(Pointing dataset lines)
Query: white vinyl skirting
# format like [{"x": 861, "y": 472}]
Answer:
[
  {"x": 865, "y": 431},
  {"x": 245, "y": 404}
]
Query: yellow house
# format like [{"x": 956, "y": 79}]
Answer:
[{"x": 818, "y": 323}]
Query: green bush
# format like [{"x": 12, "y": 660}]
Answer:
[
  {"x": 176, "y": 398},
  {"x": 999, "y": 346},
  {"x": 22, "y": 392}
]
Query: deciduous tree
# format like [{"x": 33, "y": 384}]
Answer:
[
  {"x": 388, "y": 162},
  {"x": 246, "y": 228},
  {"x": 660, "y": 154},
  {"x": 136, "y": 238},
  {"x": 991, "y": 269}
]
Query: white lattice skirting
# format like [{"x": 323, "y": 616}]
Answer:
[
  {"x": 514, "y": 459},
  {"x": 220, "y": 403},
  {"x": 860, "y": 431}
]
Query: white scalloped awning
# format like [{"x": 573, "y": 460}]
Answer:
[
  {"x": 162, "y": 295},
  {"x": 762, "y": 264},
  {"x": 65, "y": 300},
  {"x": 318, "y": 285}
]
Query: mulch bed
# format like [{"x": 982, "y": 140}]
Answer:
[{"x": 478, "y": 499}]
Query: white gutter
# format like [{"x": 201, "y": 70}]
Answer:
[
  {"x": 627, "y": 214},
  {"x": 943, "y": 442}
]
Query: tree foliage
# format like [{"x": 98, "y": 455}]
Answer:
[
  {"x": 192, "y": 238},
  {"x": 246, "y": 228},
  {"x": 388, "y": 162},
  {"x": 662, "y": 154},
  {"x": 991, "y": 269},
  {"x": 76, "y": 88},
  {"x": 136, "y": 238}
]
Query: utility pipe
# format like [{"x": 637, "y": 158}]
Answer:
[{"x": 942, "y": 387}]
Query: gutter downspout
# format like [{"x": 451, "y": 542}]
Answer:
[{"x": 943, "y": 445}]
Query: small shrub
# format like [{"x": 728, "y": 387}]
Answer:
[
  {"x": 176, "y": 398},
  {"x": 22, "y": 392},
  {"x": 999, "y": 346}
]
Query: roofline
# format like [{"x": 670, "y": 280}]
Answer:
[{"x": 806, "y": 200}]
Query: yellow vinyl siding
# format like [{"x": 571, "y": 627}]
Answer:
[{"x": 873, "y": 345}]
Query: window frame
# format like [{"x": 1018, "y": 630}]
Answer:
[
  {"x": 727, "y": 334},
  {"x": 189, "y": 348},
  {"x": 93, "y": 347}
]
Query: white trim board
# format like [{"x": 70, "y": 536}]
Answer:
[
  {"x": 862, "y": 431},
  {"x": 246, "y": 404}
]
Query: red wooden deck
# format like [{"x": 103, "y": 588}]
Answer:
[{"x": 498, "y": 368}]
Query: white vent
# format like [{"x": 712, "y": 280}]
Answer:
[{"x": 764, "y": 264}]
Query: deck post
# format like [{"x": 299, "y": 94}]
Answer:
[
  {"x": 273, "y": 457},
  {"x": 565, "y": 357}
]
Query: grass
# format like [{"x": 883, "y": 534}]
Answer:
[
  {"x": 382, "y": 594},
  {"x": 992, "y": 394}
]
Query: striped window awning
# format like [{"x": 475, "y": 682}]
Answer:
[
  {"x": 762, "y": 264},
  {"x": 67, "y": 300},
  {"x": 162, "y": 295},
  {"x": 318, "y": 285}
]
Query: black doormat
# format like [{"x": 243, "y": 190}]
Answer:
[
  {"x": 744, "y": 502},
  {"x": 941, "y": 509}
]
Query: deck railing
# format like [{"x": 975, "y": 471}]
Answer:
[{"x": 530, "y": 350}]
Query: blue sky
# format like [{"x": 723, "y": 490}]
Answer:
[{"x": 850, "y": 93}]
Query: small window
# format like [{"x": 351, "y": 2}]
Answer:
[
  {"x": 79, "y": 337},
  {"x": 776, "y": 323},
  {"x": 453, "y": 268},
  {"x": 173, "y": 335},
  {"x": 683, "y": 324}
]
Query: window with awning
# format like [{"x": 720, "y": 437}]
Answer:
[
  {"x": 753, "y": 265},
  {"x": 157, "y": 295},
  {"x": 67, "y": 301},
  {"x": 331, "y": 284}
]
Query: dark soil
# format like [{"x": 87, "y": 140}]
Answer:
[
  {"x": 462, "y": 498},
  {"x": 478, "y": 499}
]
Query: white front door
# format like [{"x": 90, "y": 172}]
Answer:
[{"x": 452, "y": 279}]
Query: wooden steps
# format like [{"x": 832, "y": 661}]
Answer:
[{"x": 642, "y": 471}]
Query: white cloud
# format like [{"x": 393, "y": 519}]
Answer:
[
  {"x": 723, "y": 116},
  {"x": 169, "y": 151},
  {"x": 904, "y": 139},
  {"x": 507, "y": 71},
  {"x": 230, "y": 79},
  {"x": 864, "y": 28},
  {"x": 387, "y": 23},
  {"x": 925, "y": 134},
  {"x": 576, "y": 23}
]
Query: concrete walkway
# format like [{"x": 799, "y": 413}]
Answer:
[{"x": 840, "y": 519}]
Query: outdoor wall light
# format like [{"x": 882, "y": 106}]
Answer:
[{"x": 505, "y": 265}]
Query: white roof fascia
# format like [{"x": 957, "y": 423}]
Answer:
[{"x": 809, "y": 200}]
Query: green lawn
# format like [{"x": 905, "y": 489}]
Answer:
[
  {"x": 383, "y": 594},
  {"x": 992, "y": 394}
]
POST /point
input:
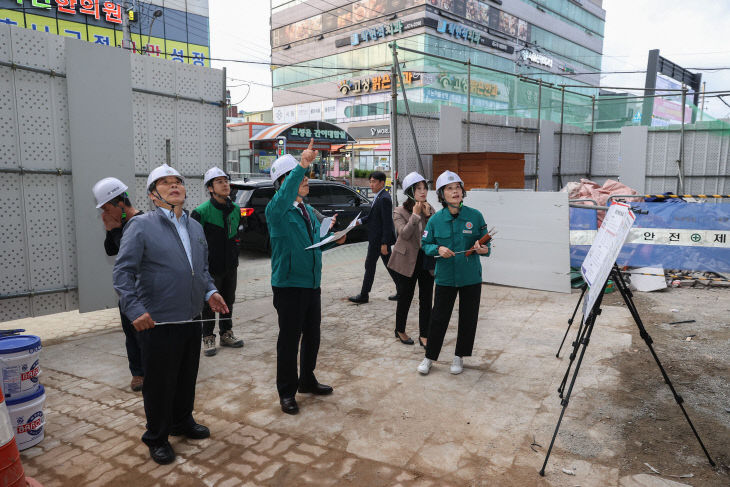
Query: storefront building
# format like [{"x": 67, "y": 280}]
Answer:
[
  {"x": 331, "y": 61},
  {"x": 293, "y": 138}
]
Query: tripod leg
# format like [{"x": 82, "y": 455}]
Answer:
[
  {"x": 584, "y": 341},
  {"x": 570, "y": 321},
  {"x": 627, "y": 295},
  {"x": 576, "y": 344}
]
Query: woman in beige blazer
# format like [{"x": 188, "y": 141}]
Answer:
[{"x": 409, "y": 261}]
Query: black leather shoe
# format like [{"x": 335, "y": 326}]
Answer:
[
  {"x": 408, "y": 341},
  {"x": 195, "y": 432},
  {"x": 289, "y": 405},
  {"x": 318, "y": 389},
  {"x": 162, "y": 454},
  {"x": 359, "y": 299}
]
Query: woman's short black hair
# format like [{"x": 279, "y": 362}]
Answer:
[
  {"x": 377, "y": 175},
  {"x": 442, "y": 200}
]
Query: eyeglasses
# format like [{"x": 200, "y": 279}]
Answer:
[{"x": 169, "y": 181}]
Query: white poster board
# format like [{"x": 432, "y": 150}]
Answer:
[{"x": 603, "y": 252}]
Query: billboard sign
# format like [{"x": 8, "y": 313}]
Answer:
[{"x": 178, "y": 35}]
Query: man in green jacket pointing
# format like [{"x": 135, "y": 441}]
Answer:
[{"x": 295, "y": 278}]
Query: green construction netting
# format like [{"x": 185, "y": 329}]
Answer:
[{"x": 443, "y": 82}]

Problem details: Print every one of the lines above word for word, leaving the pictures out.

Answer for this exercise:
Query: white vinyl skirting
# format like [{"x": 861, "y": 472}]
Answer:
[
  {"x": 865, "y": 431},
  {"x": 245, "y": 404}
]
Query: yellow house
# format like [{"x": 956, "y": 79}]
Answer:
[{"x": 818, "y": 323}]
Query: green bush
# format like [{"x": 12, "y": 660}]
Answer:
[
  {"x": 176, "y": 398},
  {"x": 999, "y": 346},
  {"x": 22, "y": 392}
]
Query: deciduous tree
# format like [{"x": 33, "y": 384}]
Answer:
[
  {"x": 388, "y": 162},
  {"x": 246, "y": 228},
  {"x": 660, "y": 154},
  {"x": 136, "y": 238},
  {"x": 991, "y": 269}
]
Query: white lattice skirting
# format like [{"x": 323, "y": 616}]
Answer:
[
  {"x": 514, "y": 459},
  {"x": 220, "y": 403},
  {"x": 860, "y": 431}
]
Query: white scalloped awning
# format like [{"x": 573, "y": 460}]
Answer:
[
  {"x": 162, "y": 295},
  {"x": 762, "y": 264},
  {"x": 65, "y": 300},
  {"x": 318, "y": 285}
]
Query: mulch bed
# format like [{"x": 982, "y": 140}]
Answer:
[{"x": 478, "y": 499}]
Query: white gutter
# format like [{"x": 201, "y": 70}]
Answer:
[
  {"x": 627, "y": 214},
  {"x": 943, "y": 442}
]
Query: tree foliage
# format like [{"x": 98, "y": 455}]
Answer:
[
  {"x": 192, "y": 238},
  {"x": 246, "y": 228},
  {"x": 388, "y": 162},
  {"x": 662, "y": 154},
  {"x": 991, "y": 269},
  {"x": 76, "y": 88},
  {"x": 136, "y": 238}
]
Query: utility pipe
# format like [{"x": 637, "y": 158}]
Answer:
[{"x": 942, "y": 387}]
Query: gutter downspout
# format like [{"x": 451, "y": 542}]
Answer:
[{"x": 943, "y": 445}]
Query: small shrub
# format like [{"x": 728, "y": 387}]
Answer:
[
  {"x": 176, "y": 398},
  {"x": 22, "y": 392},
  {"x": 999, "y": 346}
]
Query: roofline
# format like [{"x": 670, "y": 280}]
Answer:
[{"x": 806, "y": 200}]
Query: yellow vinyl siding
# format like [{"x": 571, "y": 627}]
Answer:
[{"x": 873, "y": 345}]
Query: window frame
# format like [{"x": 1018, "y": 630}]
Answer:
[
  {"x": 727, "y": 334},
  {"x": 189, "y": 348},
  {"x": 93, "y": 347}
]
Query: white trim board
# format like [{"x": 70, "y": 536}]
Answer:
[
  {"x": 862, "y": 431},
  {"x": 246, "y": 404}
]
Query: red wooden deck
# format like [{"x": 103, "y": 588}]
Answer:
[{"x": 498, "y": 368}]
Query: white vent
# format like [{"x": 712, "y": 280}]
Answer:
[{"x": 764, "y": 264}]
Query: deck post
# format like [{"x": 299, "y": 94}]
Answer:
[
  {"x": 273, "y": 457},
  {"x": 565, "y": 357}
]
Query: grass
# format like [{"x": 883, "y": 534}]
Answer:
[
  {"x": 382, "y": 594},
  {"x": 992, "y": 394}
]
Query: striped window awning
# format like [{"x": 475, "y": 682}]
Answer:
[
  {"x": 762, "y": 264},
  {"x": 67, "y": 300},
  {"x": 162, "y": 295},
  {"x": 318, "y": 285}
]
Query: black doormat
# format like [{"x": 243, "y": 190}]
Answer:
[
  {"x": 744, "y": 502},
  {"x": 941, "y": 509}
]
Query: deck railing
# format like [{"x": 975, "y": 471}]
Answer:
[{"x": 530, "y": 350}]
Query: blue sky
# format like [{"x": 723, "y": 490}]
Answer:
[{"x": 850, "y": 93}]
Query: small window
# format like [{"x": 351, "y": 2}]
Answer:
[
  {"x": 79, "y": 337},
  {"x": 776, "y": 323},
  {"x": 453, "y": 268},
  {"x": 173, "y": 335},
  {"x": 683, "y": 324}
]
Query: window with awning
# format like [{"x": 720, "y": 437}]
Answer:
[
  {"x": 753, "y": 265},
  {"x": 157, "y": 295},
  {"x": 67, "y": 301},
  {"x": 331, "y": 284}
]
Query: dark soil
# format like [{"x": 87, "y": 140}]
Answer:
[
  {"x": 462, "y": 498},
  {"x": 478, "y": 499}
]
Query: white front door
# format like [{"x": 90, "y": 172}]
Answer:
[{"x": 452, "y": 279}]
Query: wooden steps
# format like [{"x": 832, "y": 661}]
Answer:
[{"x": 642, "y": 471}]
Query: white cloud
# format like [{"x": 393, "y": 519}]
Answer:
[
  {"x": 723, "y": 116},
  {"x": 169, "y": 151},
  {"x": 904, "y": 139},
  {"x": 507, "y": 71},
  {"x": 230, "y": 79},
  {"x": 864, "y": 28},
  {"x": 387, "y": 23},
  {"x": 925, "y": 134},
  {"x": 576, "y": 23}
]
Query: concrete walkway
# format like [{"x": 799, "y": 413}]
Answer:
[{"x": 840, "y": 519}]
Query: outdoor wall light
# format like [{"x": 882, "y": 106}]
Answer:
[{"x": 505, "y": 265}]
Query: white roof fascia
# format like [{"x": 957, "y": 423}]
Answer:
[{"x": 809, "y": 200}]
Query: green lawn
# format like [{"x": 905, "y": 489}]
Answer:
[
  {"x": 383, "y": 594},
  {"x": 992, "y": 394}
]
POST /point
input:
Query: storefront building
# format like [{"x": 67, "y": 280}]
Answer:
[
  {"x": 331, "y": 61},
  {"x": 293, "y": 138}
]
Query: tripod leg
# format like [{"x": 82, "y": 455}]
Answer:
[
  {"x": 584, "y": 341},
  {"x": 570, "y": 321},
  {"x": 627, "y": 295},
  {"x": 576, "y": 344}
]
Query: woman in beige blazer
# format like [{"x": 188, "y": 141}]
Answer:
[{"x": 409, "y": 261}]
Query: black leather shoe
# format like [{"x": 335, "y": 326}]
Answer:
[
  {"x": 408, "y": 341},
  {"x": 195, "y": 432},
  {"x": 289, "y": 405},
  {"x": 318, "y": 389},
  {"x": 162, "y": 454},
  {"x": 359, "y": 299}
]
Query: woman's short black hair
# format like [{"x": 279, "y": 362}]
Answer:
[
  {"x": 377, "y": 175},
  {"x": 442, "y": 200}
]
Query: eyeglasses
# format like [{"x": 200, "y": 279}]
Answer:
[{"x": 169, "y": 181}]
Query: white poster board
# format like [{"x": 432, "y": 150}]
Answer:
[{"x": 603, "y": 252}]
Query: billboard sign
# format like [{"x": 8, "y": 313}]
Answer:
[{"x": 178, "y": 35}]
Query: man in green jacket pointing
# format like [{"x": 135, "y": 441}]
Answer:
[{"x": 295, "y": 278}]
Query: green construction netting
# format like [{"x": 185, "y": 329}]
Answer:
[{"x": 443, "y": 82}]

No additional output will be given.